**Challenge:**
Count the lines in the data below that contain the string "snout", matching case exactly. Give only the number.

═════ Data records

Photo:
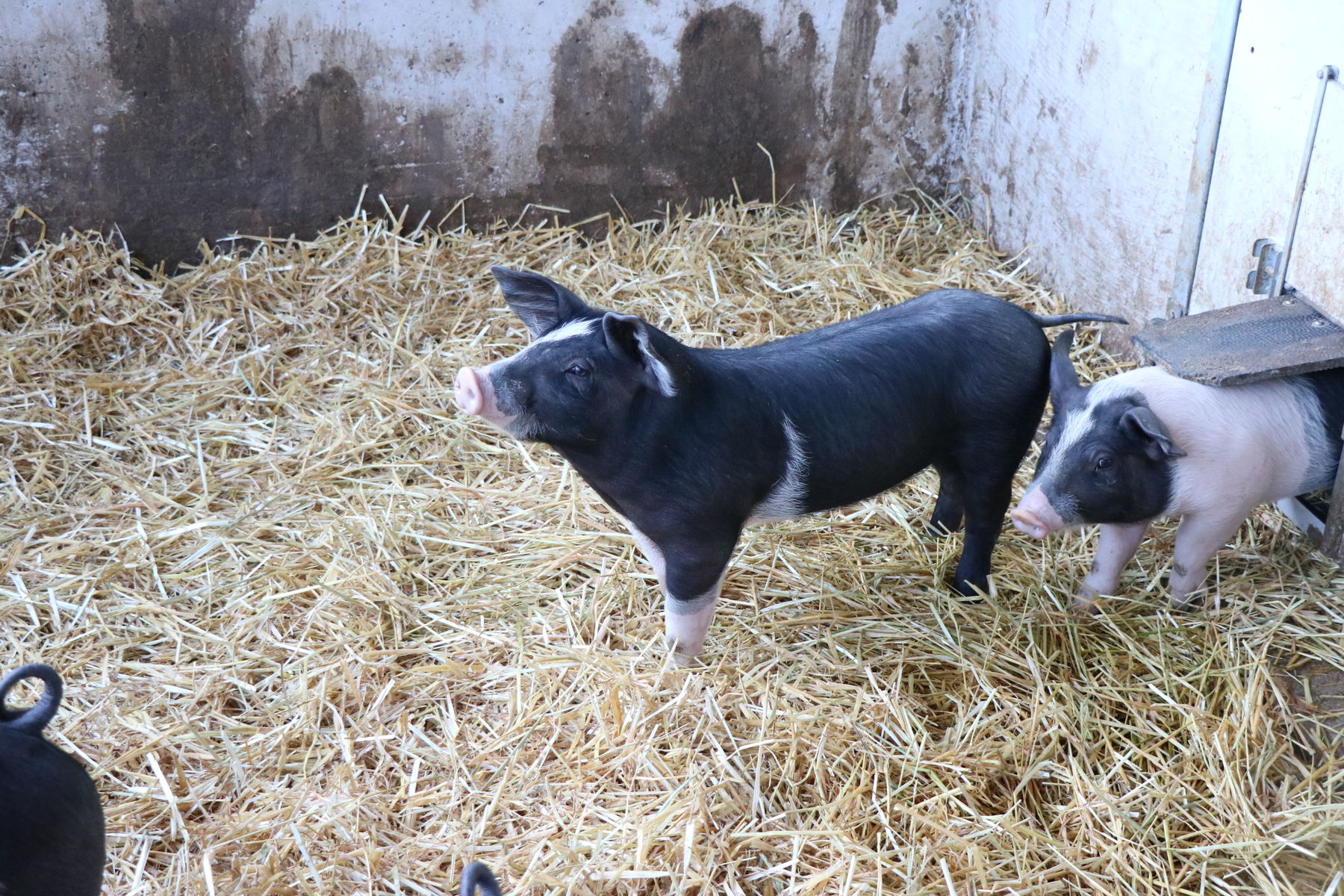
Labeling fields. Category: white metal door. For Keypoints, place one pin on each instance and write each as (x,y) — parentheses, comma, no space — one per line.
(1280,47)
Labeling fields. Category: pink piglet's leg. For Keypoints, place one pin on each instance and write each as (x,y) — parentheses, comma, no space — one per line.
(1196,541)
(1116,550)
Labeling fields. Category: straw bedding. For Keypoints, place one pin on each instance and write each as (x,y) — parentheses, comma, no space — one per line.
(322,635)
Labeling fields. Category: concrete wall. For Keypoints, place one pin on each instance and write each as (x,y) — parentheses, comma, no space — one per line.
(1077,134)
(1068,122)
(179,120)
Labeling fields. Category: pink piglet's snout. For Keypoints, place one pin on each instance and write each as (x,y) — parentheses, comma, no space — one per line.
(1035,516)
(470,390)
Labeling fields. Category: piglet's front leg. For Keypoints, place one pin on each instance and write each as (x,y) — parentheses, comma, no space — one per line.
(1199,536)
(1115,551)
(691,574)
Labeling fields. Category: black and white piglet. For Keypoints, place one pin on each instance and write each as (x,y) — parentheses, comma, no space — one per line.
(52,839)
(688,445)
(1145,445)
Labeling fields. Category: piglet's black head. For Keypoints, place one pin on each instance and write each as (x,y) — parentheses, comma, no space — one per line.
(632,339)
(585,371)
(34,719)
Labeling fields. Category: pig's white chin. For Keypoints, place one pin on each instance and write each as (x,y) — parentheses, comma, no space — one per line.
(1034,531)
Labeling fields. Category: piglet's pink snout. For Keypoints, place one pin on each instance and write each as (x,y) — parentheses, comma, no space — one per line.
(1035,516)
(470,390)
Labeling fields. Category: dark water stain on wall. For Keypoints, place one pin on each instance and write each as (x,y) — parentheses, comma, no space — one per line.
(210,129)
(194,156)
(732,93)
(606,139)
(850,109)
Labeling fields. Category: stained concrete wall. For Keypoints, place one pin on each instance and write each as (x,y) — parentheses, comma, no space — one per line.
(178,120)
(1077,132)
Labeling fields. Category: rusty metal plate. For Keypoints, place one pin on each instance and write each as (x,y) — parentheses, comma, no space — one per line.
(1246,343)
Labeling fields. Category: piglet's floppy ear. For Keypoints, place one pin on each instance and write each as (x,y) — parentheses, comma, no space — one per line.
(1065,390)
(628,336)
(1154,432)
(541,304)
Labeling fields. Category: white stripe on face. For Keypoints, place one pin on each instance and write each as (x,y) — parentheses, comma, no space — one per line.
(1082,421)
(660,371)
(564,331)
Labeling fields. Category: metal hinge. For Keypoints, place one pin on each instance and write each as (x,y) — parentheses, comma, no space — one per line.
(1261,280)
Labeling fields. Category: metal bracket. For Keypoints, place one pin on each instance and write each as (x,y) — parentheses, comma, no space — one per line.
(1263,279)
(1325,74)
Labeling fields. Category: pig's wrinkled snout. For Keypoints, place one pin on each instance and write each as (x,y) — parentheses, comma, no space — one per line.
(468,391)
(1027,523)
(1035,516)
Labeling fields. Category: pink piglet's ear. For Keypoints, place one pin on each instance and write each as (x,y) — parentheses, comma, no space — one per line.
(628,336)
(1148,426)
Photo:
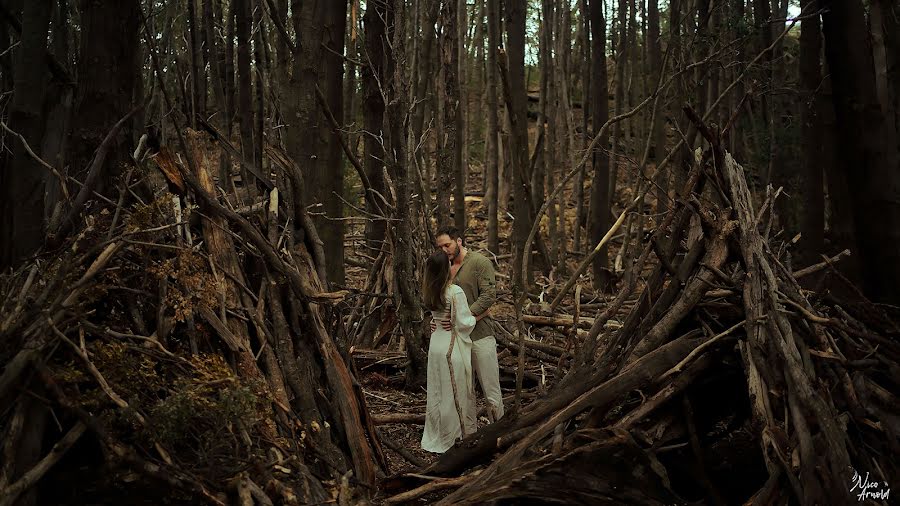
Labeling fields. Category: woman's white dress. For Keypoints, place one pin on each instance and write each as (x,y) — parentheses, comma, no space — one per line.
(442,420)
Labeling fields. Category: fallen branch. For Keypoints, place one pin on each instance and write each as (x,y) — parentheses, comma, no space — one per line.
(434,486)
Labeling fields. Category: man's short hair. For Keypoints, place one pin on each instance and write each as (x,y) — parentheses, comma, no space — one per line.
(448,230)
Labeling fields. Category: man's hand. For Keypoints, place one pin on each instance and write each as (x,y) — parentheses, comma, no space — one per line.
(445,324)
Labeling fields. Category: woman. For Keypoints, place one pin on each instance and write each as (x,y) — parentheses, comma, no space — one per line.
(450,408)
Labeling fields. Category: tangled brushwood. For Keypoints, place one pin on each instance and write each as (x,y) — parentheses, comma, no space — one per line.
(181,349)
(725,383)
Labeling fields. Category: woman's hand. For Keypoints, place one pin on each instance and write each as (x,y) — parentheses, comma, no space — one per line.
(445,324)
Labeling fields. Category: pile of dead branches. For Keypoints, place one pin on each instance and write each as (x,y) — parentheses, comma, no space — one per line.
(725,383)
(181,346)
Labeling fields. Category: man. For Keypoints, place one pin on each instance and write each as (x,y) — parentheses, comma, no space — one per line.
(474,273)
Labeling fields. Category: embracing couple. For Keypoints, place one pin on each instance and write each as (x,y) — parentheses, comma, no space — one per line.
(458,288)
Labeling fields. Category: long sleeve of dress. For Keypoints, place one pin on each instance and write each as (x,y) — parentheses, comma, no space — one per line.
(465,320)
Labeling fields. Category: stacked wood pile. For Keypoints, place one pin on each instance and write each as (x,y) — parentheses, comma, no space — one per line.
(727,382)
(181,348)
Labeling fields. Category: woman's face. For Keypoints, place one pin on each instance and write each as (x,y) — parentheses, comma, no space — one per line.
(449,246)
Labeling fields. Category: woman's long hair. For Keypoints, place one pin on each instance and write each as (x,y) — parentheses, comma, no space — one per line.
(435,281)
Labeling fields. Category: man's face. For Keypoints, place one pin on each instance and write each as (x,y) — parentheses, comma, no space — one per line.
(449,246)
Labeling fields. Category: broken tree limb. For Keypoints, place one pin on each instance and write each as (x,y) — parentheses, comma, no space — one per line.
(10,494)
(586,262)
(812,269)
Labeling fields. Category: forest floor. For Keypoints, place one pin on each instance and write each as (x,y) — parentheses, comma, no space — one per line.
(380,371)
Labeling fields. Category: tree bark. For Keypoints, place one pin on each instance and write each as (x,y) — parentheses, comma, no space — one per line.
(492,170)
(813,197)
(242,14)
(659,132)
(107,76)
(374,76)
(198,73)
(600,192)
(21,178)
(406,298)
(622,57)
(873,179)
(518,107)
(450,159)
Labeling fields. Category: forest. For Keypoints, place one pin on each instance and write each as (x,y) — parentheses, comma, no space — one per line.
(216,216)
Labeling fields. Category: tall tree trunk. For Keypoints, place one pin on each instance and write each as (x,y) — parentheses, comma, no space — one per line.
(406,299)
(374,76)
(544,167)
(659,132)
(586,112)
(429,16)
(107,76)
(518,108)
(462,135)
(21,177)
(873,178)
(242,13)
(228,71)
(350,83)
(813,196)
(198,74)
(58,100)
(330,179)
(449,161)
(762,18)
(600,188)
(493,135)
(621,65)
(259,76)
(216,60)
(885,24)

══════════
═════ Data records

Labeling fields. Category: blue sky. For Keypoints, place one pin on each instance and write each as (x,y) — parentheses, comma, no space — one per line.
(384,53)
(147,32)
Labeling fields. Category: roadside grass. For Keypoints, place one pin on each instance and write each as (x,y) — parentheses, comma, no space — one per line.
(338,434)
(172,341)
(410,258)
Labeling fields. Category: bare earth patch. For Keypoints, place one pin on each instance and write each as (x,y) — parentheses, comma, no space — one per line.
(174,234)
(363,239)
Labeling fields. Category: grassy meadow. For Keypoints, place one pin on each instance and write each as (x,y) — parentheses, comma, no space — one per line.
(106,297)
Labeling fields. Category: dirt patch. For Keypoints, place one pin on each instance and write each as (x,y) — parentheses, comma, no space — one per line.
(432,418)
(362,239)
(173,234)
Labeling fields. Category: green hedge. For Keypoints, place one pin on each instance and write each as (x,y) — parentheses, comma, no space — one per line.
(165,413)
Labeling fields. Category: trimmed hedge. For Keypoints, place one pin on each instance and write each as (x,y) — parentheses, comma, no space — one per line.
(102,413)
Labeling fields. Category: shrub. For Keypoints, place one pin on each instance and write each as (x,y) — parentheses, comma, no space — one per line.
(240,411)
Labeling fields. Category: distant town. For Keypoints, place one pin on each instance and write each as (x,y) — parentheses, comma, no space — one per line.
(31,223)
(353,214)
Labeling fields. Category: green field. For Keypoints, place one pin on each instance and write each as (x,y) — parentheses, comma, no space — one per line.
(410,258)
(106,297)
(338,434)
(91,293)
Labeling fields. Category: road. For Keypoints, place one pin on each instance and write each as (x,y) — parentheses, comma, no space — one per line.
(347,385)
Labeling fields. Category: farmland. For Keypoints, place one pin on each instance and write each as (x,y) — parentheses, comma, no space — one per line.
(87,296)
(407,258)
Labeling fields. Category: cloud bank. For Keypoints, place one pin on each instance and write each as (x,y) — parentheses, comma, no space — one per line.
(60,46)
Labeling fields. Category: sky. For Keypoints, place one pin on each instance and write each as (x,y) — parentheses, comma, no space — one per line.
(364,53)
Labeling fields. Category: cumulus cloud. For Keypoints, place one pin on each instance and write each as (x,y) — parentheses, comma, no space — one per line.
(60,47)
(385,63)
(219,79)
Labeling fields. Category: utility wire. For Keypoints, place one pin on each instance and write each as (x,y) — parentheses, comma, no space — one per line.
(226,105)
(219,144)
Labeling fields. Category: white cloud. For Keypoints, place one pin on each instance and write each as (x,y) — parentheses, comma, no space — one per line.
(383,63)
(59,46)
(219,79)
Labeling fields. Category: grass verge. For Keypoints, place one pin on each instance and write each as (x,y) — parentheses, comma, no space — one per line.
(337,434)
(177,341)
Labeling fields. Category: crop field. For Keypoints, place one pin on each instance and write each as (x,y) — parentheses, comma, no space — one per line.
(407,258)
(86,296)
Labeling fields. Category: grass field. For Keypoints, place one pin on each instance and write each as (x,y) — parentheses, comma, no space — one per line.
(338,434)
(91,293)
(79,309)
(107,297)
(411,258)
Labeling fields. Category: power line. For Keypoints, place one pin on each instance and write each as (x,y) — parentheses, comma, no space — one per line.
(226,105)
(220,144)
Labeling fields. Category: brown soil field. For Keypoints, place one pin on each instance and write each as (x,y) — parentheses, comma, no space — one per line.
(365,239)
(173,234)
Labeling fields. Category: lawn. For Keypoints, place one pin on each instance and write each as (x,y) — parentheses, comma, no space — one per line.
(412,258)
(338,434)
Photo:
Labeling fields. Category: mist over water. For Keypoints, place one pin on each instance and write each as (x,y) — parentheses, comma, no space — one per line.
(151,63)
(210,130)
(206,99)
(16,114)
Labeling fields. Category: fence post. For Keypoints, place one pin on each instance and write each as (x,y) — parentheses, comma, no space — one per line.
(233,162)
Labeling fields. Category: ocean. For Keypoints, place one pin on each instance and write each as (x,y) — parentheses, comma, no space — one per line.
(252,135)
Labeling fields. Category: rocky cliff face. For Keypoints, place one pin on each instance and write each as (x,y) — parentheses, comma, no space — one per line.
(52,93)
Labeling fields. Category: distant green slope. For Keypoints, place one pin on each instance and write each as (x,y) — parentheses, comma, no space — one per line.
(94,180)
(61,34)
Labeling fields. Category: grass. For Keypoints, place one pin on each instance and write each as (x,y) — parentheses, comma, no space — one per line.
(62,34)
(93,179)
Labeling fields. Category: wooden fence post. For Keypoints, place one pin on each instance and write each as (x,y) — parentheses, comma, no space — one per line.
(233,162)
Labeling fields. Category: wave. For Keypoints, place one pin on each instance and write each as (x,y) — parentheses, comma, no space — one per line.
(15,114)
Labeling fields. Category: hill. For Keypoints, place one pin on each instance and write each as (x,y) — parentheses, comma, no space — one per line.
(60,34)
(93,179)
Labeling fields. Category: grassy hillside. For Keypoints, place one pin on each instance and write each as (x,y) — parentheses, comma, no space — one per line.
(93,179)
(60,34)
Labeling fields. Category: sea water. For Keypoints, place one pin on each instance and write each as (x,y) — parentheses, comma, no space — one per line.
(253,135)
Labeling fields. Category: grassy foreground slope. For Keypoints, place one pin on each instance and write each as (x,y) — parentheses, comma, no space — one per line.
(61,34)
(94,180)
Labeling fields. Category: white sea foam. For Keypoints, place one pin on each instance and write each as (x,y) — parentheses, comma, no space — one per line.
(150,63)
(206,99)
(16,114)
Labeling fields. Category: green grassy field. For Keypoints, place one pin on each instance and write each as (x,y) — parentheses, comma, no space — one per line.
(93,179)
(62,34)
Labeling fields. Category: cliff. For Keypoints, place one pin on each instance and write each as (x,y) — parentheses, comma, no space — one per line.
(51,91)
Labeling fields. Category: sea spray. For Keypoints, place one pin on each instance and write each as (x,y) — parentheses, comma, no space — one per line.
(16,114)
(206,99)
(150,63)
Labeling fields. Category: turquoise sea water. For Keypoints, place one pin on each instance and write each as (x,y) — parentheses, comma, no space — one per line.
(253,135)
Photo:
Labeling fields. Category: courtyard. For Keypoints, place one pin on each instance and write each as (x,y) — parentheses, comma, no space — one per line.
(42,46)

══════════

**Problem solution:**
3